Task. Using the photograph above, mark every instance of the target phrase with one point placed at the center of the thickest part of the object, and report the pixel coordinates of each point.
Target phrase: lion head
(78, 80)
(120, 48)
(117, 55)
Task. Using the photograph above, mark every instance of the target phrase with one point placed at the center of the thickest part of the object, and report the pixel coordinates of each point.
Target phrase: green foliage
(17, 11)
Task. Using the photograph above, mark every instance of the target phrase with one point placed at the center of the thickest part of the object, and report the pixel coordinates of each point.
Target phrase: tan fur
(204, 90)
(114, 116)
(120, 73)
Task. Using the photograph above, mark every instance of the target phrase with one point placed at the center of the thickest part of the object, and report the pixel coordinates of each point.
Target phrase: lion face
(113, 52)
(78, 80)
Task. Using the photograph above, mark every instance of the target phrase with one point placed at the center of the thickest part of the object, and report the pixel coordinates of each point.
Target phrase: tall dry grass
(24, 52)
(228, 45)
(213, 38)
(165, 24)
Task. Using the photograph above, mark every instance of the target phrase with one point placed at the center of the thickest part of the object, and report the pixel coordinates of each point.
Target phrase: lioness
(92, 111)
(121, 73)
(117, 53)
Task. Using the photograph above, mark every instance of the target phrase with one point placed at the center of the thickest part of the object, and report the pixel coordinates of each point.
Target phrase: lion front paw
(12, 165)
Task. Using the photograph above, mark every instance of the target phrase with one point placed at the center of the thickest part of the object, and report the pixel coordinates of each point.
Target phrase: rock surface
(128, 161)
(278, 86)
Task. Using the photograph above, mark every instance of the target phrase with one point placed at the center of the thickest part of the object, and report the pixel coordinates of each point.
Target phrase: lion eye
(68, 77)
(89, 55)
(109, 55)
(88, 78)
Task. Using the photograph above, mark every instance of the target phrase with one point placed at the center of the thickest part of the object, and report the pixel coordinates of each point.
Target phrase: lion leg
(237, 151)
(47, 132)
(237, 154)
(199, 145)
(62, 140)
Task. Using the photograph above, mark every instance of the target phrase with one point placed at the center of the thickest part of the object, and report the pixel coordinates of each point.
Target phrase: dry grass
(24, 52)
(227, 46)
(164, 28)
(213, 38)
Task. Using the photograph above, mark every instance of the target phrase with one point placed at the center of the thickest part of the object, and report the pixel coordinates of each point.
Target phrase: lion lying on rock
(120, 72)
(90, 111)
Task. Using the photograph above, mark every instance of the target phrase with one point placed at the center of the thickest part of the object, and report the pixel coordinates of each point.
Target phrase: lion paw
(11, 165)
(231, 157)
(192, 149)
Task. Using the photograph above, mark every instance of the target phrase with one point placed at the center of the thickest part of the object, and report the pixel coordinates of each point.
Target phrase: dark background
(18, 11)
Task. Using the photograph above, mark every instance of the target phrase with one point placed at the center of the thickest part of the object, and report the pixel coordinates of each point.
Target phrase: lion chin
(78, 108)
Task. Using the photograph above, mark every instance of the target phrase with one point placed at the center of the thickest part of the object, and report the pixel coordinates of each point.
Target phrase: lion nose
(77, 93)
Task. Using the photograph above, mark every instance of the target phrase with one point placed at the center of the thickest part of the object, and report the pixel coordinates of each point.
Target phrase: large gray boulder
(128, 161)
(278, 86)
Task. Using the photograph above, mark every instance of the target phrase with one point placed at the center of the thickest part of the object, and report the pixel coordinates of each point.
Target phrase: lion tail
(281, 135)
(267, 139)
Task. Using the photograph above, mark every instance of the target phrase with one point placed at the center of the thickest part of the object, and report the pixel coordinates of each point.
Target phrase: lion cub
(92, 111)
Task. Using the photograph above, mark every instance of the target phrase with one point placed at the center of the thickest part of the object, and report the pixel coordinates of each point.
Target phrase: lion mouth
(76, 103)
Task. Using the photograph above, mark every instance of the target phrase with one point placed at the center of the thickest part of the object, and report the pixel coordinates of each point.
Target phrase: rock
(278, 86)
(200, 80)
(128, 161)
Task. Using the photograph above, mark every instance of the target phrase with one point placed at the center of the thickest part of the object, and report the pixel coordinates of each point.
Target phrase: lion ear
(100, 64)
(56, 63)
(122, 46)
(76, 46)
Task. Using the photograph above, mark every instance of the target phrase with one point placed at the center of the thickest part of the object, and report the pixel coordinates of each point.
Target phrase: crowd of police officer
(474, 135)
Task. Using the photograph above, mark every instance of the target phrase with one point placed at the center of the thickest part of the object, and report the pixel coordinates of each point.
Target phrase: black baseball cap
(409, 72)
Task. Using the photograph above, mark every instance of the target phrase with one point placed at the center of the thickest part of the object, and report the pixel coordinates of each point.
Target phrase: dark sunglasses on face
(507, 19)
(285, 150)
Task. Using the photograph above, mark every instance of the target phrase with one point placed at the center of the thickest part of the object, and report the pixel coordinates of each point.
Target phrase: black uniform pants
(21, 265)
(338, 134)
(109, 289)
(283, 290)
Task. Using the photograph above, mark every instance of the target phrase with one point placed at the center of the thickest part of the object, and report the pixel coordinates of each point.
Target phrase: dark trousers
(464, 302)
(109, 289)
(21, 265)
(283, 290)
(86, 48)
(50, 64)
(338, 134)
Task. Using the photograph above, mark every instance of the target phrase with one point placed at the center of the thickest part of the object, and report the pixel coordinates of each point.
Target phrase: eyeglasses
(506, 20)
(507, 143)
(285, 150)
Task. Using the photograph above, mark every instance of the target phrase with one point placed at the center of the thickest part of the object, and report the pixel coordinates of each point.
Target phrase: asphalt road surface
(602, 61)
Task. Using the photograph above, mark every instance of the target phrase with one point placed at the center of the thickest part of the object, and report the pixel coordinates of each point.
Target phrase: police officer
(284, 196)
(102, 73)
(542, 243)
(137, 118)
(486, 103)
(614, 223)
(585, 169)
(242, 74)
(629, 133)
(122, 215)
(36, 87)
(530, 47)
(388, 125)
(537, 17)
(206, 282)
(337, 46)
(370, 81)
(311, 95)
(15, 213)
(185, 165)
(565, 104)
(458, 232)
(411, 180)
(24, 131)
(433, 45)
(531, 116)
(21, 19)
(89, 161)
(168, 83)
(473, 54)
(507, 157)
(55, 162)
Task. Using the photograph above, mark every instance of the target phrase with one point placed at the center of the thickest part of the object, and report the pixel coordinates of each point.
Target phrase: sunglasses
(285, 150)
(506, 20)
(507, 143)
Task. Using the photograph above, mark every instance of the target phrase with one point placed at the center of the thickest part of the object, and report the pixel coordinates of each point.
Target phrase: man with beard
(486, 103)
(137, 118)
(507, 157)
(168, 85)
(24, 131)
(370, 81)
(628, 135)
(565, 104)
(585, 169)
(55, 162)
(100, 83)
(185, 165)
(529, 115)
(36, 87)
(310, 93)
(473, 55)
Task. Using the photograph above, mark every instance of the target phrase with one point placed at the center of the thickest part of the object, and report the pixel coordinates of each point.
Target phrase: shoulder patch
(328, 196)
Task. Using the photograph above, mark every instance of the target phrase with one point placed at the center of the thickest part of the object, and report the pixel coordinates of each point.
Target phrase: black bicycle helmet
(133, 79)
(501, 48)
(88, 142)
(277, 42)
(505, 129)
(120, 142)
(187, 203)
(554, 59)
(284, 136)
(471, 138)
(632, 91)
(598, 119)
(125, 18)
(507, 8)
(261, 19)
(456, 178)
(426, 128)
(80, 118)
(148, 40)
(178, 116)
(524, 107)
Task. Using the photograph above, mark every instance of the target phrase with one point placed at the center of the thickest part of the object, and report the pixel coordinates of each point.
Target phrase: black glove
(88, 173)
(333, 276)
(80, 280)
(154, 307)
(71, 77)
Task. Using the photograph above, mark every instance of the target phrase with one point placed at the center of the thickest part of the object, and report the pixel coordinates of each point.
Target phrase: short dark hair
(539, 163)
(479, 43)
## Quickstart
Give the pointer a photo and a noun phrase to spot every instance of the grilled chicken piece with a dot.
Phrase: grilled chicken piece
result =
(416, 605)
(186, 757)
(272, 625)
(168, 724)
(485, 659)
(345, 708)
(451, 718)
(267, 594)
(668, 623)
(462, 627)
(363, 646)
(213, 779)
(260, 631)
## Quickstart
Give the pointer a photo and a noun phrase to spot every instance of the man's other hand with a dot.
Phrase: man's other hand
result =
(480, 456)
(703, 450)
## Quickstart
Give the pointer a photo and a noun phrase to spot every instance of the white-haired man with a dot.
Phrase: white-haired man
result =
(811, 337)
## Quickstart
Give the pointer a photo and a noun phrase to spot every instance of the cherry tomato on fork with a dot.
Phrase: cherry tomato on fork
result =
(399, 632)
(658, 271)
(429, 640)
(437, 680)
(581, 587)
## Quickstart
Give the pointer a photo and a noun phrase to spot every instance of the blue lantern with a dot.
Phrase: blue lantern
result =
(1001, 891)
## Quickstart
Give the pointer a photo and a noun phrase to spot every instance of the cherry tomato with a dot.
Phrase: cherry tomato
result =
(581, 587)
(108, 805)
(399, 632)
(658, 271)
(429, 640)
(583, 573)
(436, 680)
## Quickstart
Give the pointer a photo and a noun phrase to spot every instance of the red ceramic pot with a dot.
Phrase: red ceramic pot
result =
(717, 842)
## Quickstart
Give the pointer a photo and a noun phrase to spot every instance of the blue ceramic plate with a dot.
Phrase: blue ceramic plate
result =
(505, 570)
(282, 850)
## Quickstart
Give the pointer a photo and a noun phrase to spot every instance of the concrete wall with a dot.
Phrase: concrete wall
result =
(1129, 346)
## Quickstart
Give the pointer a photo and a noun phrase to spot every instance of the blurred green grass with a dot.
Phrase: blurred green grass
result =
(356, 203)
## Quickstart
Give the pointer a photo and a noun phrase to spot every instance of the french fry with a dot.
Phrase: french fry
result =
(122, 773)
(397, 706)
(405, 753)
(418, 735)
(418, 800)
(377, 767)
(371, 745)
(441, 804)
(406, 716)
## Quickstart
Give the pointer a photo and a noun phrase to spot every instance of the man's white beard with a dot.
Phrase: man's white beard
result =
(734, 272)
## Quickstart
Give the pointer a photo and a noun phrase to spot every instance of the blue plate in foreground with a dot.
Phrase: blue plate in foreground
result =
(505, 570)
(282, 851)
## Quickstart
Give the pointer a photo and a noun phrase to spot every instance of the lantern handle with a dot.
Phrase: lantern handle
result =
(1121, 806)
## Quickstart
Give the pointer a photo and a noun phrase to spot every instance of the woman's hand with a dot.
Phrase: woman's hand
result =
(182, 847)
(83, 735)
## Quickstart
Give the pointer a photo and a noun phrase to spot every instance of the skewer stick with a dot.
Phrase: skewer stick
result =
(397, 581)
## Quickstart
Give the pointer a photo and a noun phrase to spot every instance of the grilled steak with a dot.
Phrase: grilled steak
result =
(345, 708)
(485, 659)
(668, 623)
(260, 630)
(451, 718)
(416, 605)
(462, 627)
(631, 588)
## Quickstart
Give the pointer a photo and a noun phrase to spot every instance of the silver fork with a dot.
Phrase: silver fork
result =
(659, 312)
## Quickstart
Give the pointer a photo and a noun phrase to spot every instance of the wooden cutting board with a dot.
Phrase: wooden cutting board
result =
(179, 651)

[What the exercise asks]
Write out each line of the data that holds the string "ceramic".

[Reply]
Give the pointer a photo and a noun phrase to spot every instance of the red ceramic pot with a dot.
Phrase: red ceramic pot
Give the pointer a photo and a noun phrase to spot every instance of the blue ceramic plate with a dot.
Phrase: blue ceramic plate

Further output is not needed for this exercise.